## start DATA SUPPLIED
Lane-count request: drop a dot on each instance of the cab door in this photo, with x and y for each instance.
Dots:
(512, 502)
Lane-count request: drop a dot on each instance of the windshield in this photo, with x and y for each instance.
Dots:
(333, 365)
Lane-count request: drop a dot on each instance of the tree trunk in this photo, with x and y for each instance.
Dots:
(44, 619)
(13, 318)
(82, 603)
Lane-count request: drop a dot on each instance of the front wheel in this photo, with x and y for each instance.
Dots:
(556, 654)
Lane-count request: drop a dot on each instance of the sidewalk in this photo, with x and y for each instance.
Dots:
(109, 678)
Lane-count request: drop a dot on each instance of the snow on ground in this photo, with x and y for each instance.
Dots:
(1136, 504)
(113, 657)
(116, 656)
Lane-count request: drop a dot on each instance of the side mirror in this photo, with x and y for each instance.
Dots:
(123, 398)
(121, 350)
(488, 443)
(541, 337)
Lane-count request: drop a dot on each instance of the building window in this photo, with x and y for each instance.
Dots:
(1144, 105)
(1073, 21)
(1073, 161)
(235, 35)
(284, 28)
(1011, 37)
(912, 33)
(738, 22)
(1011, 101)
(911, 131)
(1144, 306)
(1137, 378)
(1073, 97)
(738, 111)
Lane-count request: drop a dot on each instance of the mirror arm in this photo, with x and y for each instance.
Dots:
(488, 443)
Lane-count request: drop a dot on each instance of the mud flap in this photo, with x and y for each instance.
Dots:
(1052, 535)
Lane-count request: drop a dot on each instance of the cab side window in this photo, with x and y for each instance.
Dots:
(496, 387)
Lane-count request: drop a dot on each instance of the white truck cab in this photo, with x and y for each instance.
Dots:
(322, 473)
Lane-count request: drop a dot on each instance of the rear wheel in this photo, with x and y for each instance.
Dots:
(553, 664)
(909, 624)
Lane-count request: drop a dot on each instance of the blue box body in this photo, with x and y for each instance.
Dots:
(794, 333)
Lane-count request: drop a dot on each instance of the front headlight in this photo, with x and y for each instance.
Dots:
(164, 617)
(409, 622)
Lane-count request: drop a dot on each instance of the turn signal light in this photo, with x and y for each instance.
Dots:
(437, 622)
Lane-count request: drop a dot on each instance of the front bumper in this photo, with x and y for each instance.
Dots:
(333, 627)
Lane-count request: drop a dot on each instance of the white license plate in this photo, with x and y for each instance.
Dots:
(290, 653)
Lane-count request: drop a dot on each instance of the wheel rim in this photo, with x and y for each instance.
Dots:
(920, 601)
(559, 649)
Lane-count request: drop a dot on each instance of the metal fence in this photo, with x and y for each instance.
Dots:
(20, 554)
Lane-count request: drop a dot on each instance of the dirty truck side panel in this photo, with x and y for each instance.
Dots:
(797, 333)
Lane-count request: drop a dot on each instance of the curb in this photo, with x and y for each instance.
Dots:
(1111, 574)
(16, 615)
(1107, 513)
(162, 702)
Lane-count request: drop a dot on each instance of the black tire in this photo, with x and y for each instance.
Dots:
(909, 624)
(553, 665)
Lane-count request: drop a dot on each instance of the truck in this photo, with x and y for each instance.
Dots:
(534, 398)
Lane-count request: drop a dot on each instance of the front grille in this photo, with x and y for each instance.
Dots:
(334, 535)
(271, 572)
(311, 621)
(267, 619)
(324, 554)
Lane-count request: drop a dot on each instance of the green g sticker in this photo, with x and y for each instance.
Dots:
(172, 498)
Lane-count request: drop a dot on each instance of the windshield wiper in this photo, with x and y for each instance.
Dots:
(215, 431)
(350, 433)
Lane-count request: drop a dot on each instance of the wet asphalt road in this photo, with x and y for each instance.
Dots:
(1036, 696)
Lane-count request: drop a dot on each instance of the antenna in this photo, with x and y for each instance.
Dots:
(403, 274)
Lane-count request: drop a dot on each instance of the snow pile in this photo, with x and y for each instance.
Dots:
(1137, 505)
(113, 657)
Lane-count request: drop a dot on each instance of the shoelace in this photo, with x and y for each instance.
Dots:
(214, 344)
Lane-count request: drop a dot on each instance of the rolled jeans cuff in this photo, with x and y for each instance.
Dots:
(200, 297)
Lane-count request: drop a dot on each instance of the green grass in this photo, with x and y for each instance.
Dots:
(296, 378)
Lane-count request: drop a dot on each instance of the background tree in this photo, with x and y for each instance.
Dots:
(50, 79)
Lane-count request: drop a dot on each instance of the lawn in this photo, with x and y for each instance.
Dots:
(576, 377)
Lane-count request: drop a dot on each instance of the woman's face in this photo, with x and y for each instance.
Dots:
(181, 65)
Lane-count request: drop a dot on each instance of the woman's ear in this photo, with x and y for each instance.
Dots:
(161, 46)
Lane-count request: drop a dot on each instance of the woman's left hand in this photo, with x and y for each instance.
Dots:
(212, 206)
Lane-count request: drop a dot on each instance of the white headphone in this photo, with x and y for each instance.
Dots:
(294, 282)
## end DATA SUPPLIED
→ **WHAT THE EXERCISE ASKS**
Send back exactly the lines from the line with "the green grass" through the end of the records.

→ **FINAL ANSWER**
Lane-count request: drop a dot on each instance of the green grass in this photo, with x and y for each instance.
Dots:
(296, 378)
Lane-count request: drop a dot on each instance of the background tree in this photo, with x and y for each instance.
Dots:
(50, 79)
Lane-count request: drop a dot on each instance of the lawn in this photo, with x and y for each instance.
Dots:
(576, 377)
Lane-count request: drop a dot on each instance of the woman's face in this photo, with x and y for each instance.
Dots:
(181, 65)
Lane-count request: drop a dot on each instance of the woman's ear in this photo, with x and y for each instance.
Dots:
(161, 46)
Lane-count request: drop a dot on each instance of the woman's left hand in this photo, with x and y for each instance.
Dots:
(212, 206)
Lane-count request: drop a dot on each instance of the white headphone in this photo, with x and y for each instance.
Dots:
(294, 282)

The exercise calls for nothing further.